Quote the proof excerpt below exactly, from "We prove the intermediate claim HbRepl: b" to "rectangle_set U0 V0.".

[Excerpted passage]
-- BEGIN --

An exact proof term for the current goal is (famunionE Tx (λU1 : set ⇒ {rectangle_set U1 V1|V1 ∈ Ty}) b HbSub).

Apply HexU0 to the current goal.

Let U0 be given.

Assume HU0conj: U0 ∈ Tx ∧ b ∈ {rectangle_set U0 V0|V0 ∈ Ty}.

We prove the intermediate claim HU0: U0 ∈ Tx.

An exact proof term for the current goal is (andEL (U0 ∈ Tx) (b ∈ {rectangle_set U0 V0|V0 ∈ Ty}) HU0conj).

We prove the intermediate claim HbRepl: b ∈ {rectangle_set U0 V0|V0 ∈ Ty}.

An exact proof term for the current goal is (andER (U0 ∈ Tx) (b ∈ {rectangle_set U0 V0|V0 ∈ Ty}) HU0conj).

We prove the intermediate claim HexV0: ∃V0 ∈ Ty, b = rectangle_set U0 V0.

-- END --

[Data rows]
-- BEGIN --

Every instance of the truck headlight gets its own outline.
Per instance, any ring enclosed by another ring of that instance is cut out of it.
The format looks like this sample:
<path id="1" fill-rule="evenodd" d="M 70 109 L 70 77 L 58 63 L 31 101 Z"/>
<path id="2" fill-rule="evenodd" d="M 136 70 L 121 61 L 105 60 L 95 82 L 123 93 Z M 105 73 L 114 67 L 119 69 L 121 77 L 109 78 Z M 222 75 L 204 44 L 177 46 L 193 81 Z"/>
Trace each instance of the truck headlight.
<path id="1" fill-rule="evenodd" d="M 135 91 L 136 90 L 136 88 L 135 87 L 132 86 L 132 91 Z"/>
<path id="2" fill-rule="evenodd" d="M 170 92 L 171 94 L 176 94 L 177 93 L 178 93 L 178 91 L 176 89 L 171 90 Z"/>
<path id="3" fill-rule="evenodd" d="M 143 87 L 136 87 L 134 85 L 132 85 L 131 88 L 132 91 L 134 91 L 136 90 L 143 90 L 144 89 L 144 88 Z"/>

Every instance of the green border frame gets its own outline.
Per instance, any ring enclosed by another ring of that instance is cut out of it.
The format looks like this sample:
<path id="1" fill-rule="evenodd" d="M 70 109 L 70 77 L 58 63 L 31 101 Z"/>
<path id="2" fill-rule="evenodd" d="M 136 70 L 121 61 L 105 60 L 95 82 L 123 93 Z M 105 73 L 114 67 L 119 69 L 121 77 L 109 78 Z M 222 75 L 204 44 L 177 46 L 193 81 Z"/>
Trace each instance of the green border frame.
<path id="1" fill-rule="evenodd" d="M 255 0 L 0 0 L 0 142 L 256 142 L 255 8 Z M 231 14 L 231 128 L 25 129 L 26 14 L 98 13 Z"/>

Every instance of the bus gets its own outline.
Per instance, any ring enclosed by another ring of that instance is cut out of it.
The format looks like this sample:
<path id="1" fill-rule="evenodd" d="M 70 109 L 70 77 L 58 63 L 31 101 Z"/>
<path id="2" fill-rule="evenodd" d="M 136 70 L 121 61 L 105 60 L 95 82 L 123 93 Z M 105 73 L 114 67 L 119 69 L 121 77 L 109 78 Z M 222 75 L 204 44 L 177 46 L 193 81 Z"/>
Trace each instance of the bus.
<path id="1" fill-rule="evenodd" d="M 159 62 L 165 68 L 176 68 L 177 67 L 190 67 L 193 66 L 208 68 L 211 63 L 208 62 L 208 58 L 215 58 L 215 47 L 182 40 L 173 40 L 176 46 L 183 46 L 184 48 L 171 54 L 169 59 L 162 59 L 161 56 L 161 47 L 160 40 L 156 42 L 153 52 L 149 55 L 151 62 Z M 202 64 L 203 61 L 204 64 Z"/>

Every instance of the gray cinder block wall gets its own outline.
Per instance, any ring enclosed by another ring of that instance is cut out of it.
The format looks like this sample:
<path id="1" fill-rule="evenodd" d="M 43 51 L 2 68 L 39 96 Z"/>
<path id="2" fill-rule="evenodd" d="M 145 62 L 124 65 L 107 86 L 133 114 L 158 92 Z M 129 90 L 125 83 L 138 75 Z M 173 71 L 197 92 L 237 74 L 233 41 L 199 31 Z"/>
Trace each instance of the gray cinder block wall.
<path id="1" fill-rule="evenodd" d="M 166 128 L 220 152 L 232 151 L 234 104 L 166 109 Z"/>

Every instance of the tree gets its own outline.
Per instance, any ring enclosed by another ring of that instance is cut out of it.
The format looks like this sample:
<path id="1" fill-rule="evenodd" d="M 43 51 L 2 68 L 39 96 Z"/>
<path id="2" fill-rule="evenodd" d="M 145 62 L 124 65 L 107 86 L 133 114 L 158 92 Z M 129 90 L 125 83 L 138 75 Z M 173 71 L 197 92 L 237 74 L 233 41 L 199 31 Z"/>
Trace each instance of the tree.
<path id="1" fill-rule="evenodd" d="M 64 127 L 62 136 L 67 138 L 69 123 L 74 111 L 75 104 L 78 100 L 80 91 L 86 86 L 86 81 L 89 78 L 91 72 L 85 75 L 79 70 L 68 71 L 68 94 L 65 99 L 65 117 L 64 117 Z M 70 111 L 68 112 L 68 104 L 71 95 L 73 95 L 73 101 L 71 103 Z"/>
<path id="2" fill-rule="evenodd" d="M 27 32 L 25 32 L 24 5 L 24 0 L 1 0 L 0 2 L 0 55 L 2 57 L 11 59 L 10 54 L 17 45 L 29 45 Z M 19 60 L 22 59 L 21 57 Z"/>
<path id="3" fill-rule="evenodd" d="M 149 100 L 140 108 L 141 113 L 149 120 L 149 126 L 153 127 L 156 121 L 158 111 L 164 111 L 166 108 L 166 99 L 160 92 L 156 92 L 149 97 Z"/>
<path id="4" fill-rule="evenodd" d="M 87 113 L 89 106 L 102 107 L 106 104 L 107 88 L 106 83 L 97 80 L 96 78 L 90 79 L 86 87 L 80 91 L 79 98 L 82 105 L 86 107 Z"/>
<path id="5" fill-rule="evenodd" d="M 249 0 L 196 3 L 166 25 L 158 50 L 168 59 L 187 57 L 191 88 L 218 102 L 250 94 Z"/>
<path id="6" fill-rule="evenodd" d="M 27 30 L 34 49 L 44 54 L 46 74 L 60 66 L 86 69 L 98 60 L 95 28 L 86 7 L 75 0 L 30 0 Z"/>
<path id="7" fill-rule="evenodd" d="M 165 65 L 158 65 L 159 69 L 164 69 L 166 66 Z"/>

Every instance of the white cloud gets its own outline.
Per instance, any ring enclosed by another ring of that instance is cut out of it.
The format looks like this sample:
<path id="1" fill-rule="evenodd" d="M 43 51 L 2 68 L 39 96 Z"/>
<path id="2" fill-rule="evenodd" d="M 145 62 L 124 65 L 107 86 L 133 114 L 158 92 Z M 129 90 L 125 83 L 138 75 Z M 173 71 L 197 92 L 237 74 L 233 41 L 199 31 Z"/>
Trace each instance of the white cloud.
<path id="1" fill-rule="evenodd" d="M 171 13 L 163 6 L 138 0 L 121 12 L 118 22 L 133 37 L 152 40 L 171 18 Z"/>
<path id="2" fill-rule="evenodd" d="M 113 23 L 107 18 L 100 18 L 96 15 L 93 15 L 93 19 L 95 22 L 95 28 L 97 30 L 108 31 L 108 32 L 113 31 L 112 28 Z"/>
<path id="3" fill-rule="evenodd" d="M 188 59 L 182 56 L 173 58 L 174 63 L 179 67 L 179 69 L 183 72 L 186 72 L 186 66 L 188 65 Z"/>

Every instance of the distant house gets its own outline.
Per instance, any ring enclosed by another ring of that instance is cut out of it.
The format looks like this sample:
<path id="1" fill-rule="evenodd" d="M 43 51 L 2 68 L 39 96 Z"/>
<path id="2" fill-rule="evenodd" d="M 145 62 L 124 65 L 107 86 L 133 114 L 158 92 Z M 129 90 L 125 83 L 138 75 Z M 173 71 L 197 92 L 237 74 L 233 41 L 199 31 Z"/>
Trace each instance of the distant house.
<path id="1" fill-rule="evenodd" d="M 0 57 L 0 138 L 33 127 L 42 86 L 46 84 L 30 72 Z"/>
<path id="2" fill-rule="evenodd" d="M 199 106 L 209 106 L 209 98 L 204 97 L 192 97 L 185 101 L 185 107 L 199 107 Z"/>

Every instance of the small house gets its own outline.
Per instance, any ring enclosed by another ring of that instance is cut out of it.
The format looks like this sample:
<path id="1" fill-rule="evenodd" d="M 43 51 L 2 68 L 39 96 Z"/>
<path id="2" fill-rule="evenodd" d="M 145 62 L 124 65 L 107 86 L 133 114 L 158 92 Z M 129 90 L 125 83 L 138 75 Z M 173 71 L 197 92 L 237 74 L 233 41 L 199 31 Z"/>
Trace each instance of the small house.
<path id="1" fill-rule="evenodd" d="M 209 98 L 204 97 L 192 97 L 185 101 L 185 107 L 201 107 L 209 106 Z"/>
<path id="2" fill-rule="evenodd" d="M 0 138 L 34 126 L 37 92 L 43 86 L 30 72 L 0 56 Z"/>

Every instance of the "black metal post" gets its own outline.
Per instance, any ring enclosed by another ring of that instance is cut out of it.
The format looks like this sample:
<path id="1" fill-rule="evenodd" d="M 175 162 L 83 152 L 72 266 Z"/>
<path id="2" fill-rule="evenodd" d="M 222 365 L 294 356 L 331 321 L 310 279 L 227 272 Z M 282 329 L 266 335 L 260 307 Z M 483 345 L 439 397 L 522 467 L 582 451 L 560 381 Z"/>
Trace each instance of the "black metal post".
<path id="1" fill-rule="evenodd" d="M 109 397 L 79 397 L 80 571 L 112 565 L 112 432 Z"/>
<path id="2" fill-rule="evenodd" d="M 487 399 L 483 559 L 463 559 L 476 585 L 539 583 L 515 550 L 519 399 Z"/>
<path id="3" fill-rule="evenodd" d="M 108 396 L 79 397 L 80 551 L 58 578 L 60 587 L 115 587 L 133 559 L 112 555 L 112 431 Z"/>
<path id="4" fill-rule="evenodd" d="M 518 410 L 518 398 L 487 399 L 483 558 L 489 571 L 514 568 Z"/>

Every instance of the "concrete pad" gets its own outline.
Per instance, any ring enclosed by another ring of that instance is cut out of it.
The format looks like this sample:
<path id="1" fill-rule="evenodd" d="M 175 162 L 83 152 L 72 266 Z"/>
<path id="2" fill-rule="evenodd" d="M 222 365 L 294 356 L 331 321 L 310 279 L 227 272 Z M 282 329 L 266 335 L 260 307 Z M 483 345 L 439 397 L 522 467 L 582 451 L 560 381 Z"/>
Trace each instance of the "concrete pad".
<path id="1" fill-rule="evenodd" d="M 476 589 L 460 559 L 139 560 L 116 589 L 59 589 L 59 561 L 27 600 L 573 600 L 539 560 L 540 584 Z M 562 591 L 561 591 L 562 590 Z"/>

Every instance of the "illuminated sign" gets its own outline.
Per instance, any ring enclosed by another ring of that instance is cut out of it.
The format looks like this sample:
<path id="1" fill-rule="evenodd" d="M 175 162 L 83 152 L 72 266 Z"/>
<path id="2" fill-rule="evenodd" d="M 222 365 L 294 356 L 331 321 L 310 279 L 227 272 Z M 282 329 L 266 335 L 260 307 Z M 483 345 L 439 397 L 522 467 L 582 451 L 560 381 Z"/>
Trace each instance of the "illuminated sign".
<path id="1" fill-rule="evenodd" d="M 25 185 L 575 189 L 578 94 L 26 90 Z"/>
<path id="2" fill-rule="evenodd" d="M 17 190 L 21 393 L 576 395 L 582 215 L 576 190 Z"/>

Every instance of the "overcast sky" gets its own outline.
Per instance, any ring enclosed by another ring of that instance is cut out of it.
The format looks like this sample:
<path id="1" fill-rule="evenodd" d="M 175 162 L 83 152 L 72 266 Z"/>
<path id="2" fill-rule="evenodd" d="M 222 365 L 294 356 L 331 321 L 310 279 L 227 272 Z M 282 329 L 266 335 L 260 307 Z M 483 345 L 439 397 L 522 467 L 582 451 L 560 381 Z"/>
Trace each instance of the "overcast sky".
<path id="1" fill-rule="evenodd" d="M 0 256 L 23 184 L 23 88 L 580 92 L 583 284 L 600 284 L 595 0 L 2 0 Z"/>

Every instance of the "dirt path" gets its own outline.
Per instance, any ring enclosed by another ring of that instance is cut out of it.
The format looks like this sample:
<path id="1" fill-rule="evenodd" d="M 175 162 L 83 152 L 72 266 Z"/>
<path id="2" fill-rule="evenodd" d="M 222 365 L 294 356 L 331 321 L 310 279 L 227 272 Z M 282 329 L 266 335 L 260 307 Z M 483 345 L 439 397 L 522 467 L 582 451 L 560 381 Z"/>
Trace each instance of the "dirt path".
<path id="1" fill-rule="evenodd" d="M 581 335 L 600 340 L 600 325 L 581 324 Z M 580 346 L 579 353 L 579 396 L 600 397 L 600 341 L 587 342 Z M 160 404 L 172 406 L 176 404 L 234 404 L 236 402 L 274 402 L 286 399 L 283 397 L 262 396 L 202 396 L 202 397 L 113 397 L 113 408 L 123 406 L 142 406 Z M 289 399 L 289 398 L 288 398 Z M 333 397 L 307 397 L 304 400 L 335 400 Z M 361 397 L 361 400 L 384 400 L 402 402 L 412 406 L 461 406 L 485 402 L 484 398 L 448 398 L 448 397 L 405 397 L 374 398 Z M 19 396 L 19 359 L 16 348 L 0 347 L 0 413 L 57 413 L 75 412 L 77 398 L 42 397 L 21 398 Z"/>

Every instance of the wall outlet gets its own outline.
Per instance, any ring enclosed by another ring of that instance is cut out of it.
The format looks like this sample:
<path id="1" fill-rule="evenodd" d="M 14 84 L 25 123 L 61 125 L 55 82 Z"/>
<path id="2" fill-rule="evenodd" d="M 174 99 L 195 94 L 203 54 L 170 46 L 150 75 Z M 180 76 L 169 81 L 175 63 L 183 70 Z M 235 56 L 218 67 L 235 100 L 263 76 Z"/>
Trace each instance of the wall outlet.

-- END --

[Solution to this exercise]
We prove the intermediate claim HbRepl: b ∈ {rectangle_set U0 V0|V0 ∈ Ty}.

An exact proof term for the current goal is (andER (U0 ∈ Tx) (b ∈ {rectangle_set U0 V0|V0 ∈ Ty}) HU0conj).

We prove the intermediate claim HexV0: ∃V0 ∈ Ty, b = rectangle_set U0 V0.